**Stated exercise 1:**
In the entries, replace "olive green" with "dark green" in the lines from the line with "# draw the outline of every instance of the woman" up to and including the line with "138 332 L 142", and leave everything else unchanged. Give back only those lines.
···
Special education teacher Catherine Kelly had just spoken with one of her colleagues to prepare for the upcoming school year and was on the phone when she received another phone call informing her that her home in unincorporated Loganville had been struck by lightning.
At around 4:30 p.m. Saturday, Kelly’s neighbors told her they heard a loud “bang,” which shook their home. About 20 minutes later, they saw flames and smoke coming from her house. Kelly arrived home at around 5 p.m. from a Target parking lot where she had been sitting to talk to her mom on the phone.
“I started screaming and yelling in the car,” Kelly said after she received the phone call.
Still in shock by what happened Monday morning, Kelly recalled the incident as she held back tears and choked on her words. Her home was completely destroyed, as was all of her furniture and belongings. Kelly doesn’t have renter’s insurance, she said.
According to the Gwinnett County Fire Department, crews arrived to find a two-story residence on a slab with heavy fire involvement in the attic and throughout the second floor. The first arriving engine company utilized the deck gun to knock down the bulk of the flames.
After darkening down the flames, crews were able to advance two fire attack hose lines into the structure and begin to search for victims. The second floor and attic was heavily damaged by fire and the first floor received smoke and water damage throughout, according to fire officials.
No injuries were reported. Kelly’s pets were found at a neighbor’s house and fire officials said they were doing fine. Kelly is currently staying at a hotel in Conyers using money she received from the American Red Cross until she can find a new place to live.
However, Grace Gonzalez-Davidson, who teaches with Kelly at Lovin Elementary School in Lawrenceville, started a GoFundMe page to help her find a stable home before the start of the school year.
The goal was set at $2,000, but as of Monday evening, close to $7,000 had been raised from other teachers and community members who heard about the incident.
···
**Stated exercise 2:**
Reproduce the entire article about the lightning fire at Catherine Kelly's home, word for word.

(Spatial annotation records)
···
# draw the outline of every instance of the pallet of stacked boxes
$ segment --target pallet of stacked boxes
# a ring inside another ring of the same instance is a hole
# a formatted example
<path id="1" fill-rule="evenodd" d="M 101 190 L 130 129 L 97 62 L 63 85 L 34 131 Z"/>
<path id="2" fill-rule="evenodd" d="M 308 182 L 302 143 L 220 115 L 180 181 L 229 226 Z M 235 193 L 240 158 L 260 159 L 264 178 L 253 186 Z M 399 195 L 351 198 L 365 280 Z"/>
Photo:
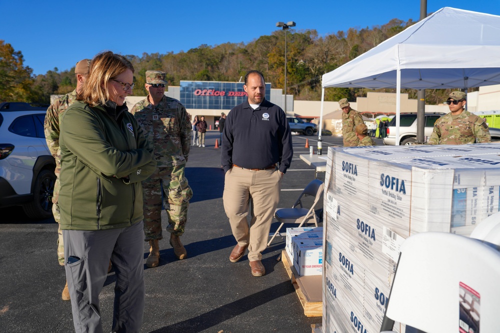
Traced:
<path id="1" fill-rule="evenodd" d="M 404 239 L 498 211 L 500 145 L 330 147 L 324 189 L 323 332 L 378 332 Z"/>

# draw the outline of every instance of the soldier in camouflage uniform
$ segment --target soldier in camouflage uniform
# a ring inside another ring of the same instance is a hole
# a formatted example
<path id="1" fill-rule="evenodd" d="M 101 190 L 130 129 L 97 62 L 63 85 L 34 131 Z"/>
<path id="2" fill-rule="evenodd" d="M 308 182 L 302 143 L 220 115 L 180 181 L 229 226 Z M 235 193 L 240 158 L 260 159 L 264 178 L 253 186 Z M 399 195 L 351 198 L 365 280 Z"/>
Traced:
<path id="1" fill-rule="evenodd" d="M 450 112 L 434 123 L 429 144 L 466 144 L 491 142 L 488 125 L 484 119 L 464 109 L 466 95 L 453 91 L 446 101 Z"/>
<path id="2" fill-rule="evenodd" d="M 342 109 L 342 136 L 344 147 L 354 147 L 360 144 L 360 140 L 356 136 L 354 130 L 356 125 L 364 124 L 363 118 L 358 112 L 350 108 L 347 98 L 338 101 L 338 105 Z"/>
<path id="3" fill-rule="evenodd" d="M 61 170 L 61 152 L 59 148 L 59 118 L 60 115 L 68 109 L 68 107 L 76 100 L 76 93 L 83 86 L 85 78 L 88 74 L 88 68 L 90 60 L 84 59 L 76 63 L 74 67 L 74 74 L 76 76 L 76 88 L 74 90 L 66 94 L 62 97 L 56 99 L 48 107 L 47 113 L 45 116 L 45 122 L 44 126 L 45 132 L 45 138 L 47 141 L 47 145 L 52 156 L 56 159 L 55 173 L 57 178 L 54 186 L 54 196 L 52 197 L 52 212 L 54 216 L 54 220 L 59 224 L 58 229 L 58 260 L 59 265 L 64 266 L 64 243 L 62 242 L 62 232 L 60 230 L 60 215 L 59 213 L 59 205 L 58 204 L 58 199 L 59 198 L 59 189 L 60 184 L 59 182 L 59 173 Z M 62 291 L 62 299 L 64 301 L 70 300 L 70 293 L 68 290 L 68 282 Z"/>
<path id="4" fill-rule="evenodd" d="M 358 147 L 362 146 L 376 146 L 376 144 L 370 136 L 368 135 L 368 127 L 364 123 L 356 125 L 354 129 L 356 136 L 360 140 Z"/>
<path id="5" fill-rule="evenodd" d="M 176 99 L 165 96 L 165 73 L 146 72 L 146 89 L 149 94 L 130 111 L 144 129 L 158 162 L 156 171 L 142 181 L 144 196 L 144 241 L 150 246 L 146 261 L 148 267 L 160 262 L 158 241 L 163 238 L 162 204 L 168 217 L 167 231 L 170 245 L 178 259 L 187 256 L 180 237 L 184 233 L 189 201 L 192 191 L 184 175 L 190 147 L 191 123 L 186 108 Z"/>

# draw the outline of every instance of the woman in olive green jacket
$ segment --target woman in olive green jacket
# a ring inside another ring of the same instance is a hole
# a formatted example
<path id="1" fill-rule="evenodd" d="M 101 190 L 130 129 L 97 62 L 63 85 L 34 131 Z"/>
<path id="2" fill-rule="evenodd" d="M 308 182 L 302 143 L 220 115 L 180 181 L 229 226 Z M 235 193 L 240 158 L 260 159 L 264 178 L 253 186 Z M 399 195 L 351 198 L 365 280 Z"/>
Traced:
<path id="1" fill-rule="evenodd" d="M 138 332 L 142 323 L 140 181 L 156 161 L 124 103 L 133 73 L 122 56 L 96 55 L 77 101 L 62 117 L 58 203 L 76 332 L 103 331 L 98 298 L 110 258 L 116 275 L 111 330 Z"/>

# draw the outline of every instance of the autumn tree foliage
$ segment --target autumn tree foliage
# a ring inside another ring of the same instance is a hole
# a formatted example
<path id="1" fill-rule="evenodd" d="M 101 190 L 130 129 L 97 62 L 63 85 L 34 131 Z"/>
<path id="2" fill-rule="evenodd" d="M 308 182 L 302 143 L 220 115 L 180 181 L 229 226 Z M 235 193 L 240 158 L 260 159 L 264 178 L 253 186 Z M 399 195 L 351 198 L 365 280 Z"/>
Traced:
<path id="1" fill-rule="evenodd" d="M 383 25 L 371 28 L 351 27 L 346 31 L 320 35 L 314 29 L 290 29 L 286 35 L 286 80 L 288 94 L 296 99 L 318 100 L 321 97 L 321 78 L 354 59 L 386 39 L 413 24 L 393 19 Z M 74 67 L 58 71 L 57 68 L 36 77 L 30 76 L 32 70 L 22 66 L 22 56 L 3 41 L 0 44 L 0 82 L 9 83 L 8 88 L 0 86 L 0 99 L 48 102 L 52 94 L 70 91 L 76 85 Z M 5 54 L 6 55 L 4 55 Z M 284 31 L 276 30 L 248 42 L 226 43 L 214 46 L 202 44 L 177 53 L 144 53 L 141 56 L 126 56 L 132 62 L 136 71 L 134 94 L 144 96 L 146 70 L 166 72 L 170 85 L 178 85 L 180 81 L 226 81 L 242 80 L 250 69 L 262 71 L 266 82 L 273 88 L 284 85 Z M 8 68 L 6 70 L 4 68 Z M 2 76 L 3 75 L 3 76 Z M 26 80 L 23 81 L 23 80 Z M 24 83 L 22 82 L 24 82 Z M 26 82 L 34 83 L 32 90 Z M 380 90 L 394 92 L 394 89 Z M 410 98 L 416 98 L 414 90 L 404 91 Z M 328 88 L 325 89 L 326 100 L 338 100 L 348 97 L 366 96 L 366 89 Z M 442 100 L 448 93 L 443 89 L 427 91 L 430 104 Z M 30 100 L 30 99 L 31 99 Z M 446 98 L 445 98 L 446 99 Z"/>

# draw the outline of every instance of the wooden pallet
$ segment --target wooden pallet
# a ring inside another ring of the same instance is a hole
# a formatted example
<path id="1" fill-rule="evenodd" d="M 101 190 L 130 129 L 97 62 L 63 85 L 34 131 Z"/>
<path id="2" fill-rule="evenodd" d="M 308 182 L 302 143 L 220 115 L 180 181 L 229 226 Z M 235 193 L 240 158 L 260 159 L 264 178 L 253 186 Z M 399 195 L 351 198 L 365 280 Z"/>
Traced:
<path id="1" fill-rule="evenodd" d="M 318 298 L 318 295 L 316 295 L 315 297 L 312 298 L 311 295 L 304 292 L 312 284 L 321 286 L 321 276 L 299 276 L 294 267 L 294 263 L 290 260 L 286 251 L 284 250 L 282 252 L 282 261 L 283 262 L 286 273 L 292 281 L 292 284 L 295 288 L 295 292 L 298 296 L 300 304 L 304 308 L 304 315 L 308 317 L 320 317 L 323 314 L 323 304 L 320 296 Z"/>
···
**Exercise output 1:**
# draw the outline of every instance of the woman in dark green jacket
$ segment --target woman in dark green jacket
# a ring inside another ring of the same instance is a hole
# a formatted example
<path id="1" fill-rule="evenodd" d="M 101 190 L 130 129 L 97 62 L 63 85 L 34 131 Z"/>
<path id="2" fill-rule="evenodd" d="M 308 182 L 302 143 L 220 115 L 180 181 L 229 226 Z M 235 193 L 240 158 L 260 159 L 264 178 L 253 186 Z M 399 195 L 351 198 L 365 280 Z"/>
Traced:
<path id="1" fill-rule="evenodd" d="M 138 332 L 142 323 L 140 181 L 156 161 L 124 103 L 133 73 L 122 56 L 96 55 L 77 101 L 62 117 L 58 203 L 76 332 L 103 331 L 98 298 L 110 258 L 116 275 L 111 330 Z"/>

**Exercise output 2:**
Special education teacher Catherine Kelly had just spoken with one of her colleagues to prepare for the upcoming school year and was on the phone when she received another phone call informing her that her home in unincorporated Loganville had been struck by lightning.
At around 4:30 p.m. Saturday, Kelly’s neighbors told her they heard a loud “bang,” which shook their home. About 20 minutes later, they saw flames and smoke coming from her house. Kelly arrived home at around 5 p.m. from a Target parking lot where she had been sitting to talk to her mom on the phone.
“I started screaming and yelling in the car,” Kelly said after she received the phone call.
Still in shock by what happened Monday morning, Kelly recalled the incident as she held back tears and choked on her words. Her home was completely destroyed, as was all of her furniture and belongings. Kelly doesn’t have renter’s insurance, she said.
According to the Gwinnett County Fire Department, crews arrived to find a two-story residence on a slab with heavy fire involvement in the attic and throughout the second floor. The first arriving engine company utilized the deck gun to knock down the bulk of the flames.
After darkening down the flames, crews were able to advance two fire attack hose lines into the structure and begin to search for victims. The second floor and attic was heavily damaged by fire and the first floor received smoke and water damage throughout, according to fire officials.
No injuries were reported. Kelly’s pets were found at a neighbor’s house and fire officials said they were doing fine. Kelly is currently staying at a hotel in Conyers using money she received from the American Red Cross until she can find a new place to live.
However, Grace Gonzalez-Davidson, who teaches with Kelly at Lovin Elementary School in Lawrenceville, started a GoFundMe page to help her find a stable home before the start of the school year.
The goal was set at $2,000, but as of Monday evening, close to $7,000 had been raised from other teachers and community members who heard about the incident.